[Rows from a dataset]
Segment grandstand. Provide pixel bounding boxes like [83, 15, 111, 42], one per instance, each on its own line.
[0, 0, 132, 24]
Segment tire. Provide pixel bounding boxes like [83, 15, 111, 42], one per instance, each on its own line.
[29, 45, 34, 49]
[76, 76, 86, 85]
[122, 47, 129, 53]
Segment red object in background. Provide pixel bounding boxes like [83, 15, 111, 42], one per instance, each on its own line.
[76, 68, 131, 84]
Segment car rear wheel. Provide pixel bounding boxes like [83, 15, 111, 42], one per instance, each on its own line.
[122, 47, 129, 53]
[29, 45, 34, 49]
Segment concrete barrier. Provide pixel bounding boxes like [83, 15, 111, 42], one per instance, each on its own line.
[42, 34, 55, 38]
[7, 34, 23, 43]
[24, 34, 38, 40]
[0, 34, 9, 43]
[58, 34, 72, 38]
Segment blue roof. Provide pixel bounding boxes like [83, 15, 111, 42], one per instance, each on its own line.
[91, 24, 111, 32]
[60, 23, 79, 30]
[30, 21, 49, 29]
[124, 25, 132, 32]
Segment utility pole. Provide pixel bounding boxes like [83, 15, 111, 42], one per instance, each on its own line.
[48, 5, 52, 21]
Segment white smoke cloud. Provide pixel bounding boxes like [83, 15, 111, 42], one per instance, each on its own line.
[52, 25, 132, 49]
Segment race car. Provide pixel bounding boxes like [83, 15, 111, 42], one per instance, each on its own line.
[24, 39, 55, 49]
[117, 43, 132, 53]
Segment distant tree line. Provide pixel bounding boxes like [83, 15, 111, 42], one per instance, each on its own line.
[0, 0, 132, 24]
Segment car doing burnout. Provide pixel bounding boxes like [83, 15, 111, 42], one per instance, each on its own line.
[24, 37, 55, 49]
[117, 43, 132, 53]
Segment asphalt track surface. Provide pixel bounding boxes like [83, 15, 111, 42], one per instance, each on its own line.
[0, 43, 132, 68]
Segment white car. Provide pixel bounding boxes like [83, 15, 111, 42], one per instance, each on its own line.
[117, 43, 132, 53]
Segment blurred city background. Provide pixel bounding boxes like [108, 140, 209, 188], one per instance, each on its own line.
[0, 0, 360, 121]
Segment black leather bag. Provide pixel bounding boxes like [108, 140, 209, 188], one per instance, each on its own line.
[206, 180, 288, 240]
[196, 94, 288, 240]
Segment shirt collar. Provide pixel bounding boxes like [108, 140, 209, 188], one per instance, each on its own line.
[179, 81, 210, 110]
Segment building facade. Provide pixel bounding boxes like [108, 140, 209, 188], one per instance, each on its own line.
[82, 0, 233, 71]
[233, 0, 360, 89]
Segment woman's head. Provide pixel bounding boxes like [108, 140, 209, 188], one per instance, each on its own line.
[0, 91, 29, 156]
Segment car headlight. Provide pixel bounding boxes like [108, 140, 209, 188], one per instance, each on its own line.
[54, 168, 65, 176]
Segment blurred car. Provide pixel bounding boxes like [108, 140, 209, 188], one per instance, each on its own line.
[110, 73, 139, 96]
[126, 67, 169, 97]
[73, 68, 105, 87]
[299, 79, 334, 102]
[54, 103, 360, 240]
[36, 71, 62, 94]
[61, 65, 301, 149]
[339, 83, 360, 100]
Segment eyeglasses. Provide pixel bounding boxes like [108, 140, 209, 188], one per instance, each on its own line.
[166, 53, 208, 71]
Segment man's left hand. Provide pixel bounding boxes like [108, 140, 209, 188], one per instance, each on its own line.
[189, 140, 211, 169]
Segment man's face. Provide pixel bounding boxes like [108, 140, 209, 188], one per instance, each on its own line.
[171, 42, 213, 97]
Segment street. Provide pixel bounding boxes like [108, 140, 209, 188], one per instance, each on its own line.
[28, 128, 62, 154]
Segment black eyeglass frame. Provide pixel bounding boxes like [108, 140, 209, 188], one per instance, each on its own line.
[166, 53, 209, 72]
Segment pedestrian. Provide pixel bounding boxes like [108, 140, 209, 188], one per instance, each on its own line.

DO THIS: State how many lines of the records above contain the word "white". Case counts, and your reply should be the number alone.

TASK RESULT: 2